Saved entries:
# # # #

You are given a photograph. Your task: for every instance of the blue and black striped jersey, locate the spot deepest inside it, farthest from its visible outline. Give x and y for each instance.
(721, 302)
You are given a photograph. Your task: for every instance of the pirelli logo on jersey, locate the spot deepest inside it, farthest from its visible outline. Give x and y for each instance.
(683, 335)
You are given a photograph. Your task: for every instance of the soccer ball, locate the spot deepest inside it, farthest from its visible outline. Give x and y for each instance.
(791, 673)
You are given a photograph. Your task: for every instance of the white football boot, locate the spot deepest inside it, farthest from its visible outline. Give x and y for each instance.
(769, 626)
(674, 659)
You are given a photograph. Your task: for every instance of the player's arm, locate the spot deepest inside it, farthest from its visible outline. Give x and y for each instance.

# # # #

◆ What is expected: Duplicate every one of the lines above, word for word, with nothing altered.

◆ Expected answer:
You are given a photograph. Your task: for every instance of the blue and black striped jersey, locate the spot deepest inside it, farthest from its visible outline. Give x and y for each instance.
(721, 302)
You are given a photograph. Your task: for every instance of the pirelli logo on jersey, locate the spot deepest inside it, farthest from its visible outline. Give x and y for each instance.
(683, 335)
You are given a photograph. Your task: for every instance of the soccer ball, locate the spot deepest inside it, farthest from its visible outline. Give x and y for each instance.
(791, 673)
You are given a photograph. Your task: for every instance of the white football boot, locate the spot deepest inside it, farthest from its visible outline. Give x and y for each instance.
(769, 626)
(674, 659)
You are given a photograph. Your task: for every instance of the player's arm, locate the spot deepest inside it, farthest from its visible outline. Give x and y for each instance.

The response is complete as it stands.